* Task details: Please rewrite every line of the listing below from the one containing "of the gable" down to the end of the listing, requests included, with each x and y coordinate in the answers multiplied by 1.7 and rounded to a whole number, halves going up. Return only those lines.

------------------------------------------------------------------------

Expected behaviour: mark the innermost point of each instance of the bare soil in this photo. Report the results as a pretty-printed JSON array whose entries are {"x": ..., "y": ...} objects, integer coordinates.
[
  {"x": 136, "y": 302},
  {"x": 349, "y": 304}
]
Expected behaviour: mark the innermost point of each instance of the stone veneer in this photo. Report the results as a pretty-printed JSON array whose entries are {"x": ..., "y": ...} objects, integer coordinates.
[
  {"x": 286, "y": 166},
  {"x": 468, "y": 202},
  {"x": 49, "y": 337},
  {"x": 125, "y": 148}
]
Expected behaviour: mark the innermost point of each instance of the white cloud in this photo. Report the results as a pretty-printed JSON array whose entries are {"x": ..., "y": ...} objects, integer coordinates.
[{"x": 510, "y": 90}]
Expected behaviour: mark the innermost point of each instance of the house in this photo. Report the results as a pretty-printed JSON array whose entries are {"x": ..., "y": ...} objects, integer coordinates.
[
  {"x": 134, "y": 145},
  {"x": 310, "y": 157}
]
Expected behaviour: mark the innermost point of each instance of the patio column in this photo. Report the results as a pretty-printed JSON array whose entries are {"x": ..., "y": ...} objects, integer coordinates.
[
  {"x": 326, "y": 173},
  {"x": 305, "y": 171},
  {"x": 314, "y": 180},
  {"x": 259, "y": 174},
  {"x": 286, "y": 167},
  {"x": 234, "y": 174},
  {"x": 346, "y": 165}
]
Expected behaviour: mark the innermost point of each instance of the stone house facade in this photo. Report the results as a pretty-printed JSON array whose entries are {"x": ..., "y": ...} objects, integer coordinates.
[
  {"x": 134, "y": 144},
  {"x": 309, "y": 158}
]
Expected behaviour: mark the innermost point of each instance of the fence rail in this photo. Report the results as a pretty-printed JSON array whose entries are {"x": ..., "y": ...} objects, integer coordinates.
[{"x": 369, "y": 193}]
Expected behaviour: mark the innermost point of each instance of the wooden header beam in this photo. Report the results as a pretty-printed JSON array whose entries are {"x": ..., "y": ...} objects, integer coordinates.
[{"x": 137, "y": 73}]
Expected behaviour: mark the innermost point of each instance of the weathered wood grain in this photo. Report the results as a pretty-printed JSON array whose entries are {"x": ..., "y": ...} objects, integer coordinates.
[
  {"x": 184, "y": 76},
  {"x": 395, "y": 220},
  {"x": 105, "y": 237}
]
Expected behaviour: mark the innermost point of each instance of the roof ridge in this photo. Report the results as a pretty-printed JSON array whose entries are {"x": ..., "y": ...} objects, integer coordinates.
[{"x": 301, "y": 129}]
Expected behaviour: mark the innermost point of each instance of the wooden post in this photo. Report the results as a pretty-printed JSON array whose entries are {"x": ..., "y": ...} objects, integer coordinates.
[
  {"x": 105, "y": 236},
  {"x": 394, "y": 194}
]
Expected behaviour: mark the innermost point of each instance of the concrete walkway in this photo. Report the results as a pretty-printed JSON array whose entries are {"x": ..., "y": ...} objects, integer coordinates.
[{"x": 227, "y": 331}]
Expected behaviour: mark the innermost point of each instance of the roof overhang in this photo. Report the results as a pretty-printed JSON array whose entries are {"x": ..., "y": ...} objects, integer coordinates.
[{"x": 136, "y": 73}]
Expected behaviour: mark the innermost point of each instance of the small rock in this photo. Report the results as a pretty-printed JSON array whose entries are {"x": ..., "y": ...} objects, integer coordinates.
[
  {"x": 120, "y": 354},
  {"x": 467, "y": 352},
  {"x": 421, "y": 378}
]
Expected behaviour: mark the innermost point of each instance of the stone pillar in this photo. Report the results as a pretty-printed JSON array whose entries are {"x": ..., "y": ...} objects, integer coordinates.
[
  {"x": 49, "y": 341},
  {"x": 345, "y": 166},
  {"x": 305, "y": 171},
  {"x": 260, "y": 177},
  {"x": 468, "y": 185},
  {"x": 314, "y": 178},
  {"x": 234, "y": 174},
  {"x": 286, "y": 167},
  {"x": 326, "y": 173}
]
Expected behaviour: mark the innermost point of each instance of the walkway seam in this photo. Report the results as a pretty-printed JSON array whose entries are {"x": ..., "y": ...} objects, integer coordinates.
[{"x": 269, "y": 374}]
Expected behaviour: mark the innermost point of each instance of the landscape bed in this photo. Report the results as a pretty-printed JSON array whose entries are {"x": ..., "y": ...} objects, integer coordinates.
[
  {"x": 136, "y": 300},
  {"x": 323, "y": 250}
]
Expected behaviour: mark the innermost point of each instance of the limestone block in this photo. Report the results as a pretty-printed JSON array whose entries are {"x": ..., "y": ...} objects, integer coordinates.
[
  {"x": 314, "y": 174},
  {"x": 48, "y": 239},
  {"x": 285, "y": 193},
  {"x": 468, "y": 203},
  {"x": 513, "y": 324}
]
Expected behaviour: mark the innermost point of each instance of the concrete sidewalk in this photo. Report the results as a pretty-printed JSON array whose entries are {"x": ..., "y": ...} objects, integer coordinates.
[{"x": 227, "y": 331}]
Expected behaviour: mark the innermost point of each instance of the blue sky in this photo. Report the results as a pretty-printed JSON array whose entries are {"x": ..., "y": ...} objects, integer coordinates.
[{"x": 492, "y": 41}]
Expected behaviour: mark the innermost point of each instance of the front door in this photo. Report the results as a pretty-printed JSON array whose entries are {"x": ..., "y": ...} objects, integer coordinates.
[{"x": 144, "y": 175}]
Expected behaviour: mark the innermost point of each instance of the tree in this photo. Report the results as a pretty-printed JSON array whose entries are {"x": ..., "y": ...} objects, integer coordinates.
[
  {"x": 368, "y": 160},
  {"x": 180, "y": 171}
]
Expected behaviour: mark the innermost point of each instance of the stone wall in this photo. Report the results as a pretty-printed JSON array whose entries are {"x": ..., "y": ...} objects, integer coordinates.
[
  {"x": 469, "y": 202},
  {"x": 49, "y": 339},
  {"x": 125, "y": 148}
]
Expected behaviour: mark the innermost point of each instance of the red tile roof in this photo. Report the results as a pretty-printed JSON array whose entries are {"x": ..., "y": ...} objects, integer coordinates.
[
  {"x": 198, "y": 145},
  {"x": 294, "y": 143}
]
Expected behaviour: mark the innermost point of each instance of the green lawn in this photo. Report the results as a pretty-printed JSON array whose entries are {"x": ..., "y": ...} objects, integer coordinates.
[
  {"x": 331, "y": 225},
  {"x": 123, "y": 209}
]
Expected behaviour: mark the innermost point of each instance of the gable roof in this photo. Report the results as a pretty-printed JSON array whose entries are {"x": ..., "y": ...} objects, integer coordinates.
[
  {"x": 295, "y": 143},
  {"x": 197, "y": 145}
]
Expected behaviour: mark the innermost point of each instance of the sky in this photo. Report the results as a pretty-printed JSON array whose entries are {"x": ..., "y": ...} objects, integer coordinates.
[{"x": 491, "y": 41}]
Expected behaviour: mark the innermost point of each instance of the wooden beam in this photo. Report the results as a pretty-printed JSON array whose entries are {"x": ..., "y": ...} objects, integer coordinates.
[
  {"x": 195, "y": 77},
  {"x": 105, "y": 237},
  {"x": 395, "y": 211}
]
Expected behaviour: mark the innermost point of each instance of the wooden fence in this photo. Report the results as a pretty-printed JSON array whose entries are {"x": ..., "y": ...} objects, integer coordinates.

------------------------------------------------------------------------

* The solution:
Expected behaviour: mark the innermost point of each instance of the gable roof in this photo. Report the results as a pretty-printed JSON array whose entries are {"x": ..., "y": ...} objects, integer coordinates.
[
  {"x": 502, "y": 243},
  {"x": 335, "y": 247}
]
Expected behaviour: mark the innermost point of each instance of the sky in this photo. Report the results as a pretty-printed JSON array whose entries are {"x": ..., "y": ...} objects, integer coordinates.
[{"x": 835, "y": 70}]
Expected behaviour: mark the innermost point of each instance of the wooden beam in this photo. Report the results as a pretty-printed JSON array whose entries are {"x": ..., "y": ...} objects, integer coordinates.
[
  {"x": 332, "y": 131},
  {"x": 179, "y": 403},
  {"x": 672, "y": 359}
]
Expected behaviour: mark the innermost point of each instance of the wooden fence in this photo. Report the results as a pretty-printed JSON array whose entries are {"x": ..., "y": ...} objects, integer coordinates.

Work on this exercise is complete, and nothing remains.